*What is needed*.
Reproduce every line of the material below, requests included, and increase each coordinate value in the answers by 52.

*Given records*.
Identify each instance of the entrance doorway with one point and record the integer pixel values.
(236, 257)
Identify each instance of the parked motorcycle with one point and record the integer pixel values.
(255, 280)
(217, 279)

*Response for this exercise*.
Identify each instance of the entrance doorway with one point and record the integer pixel values.
(288, 309)
Identify each instance of the parked motorcycle with one point and record the integer pixel values.
(307, 332)
(269, 331)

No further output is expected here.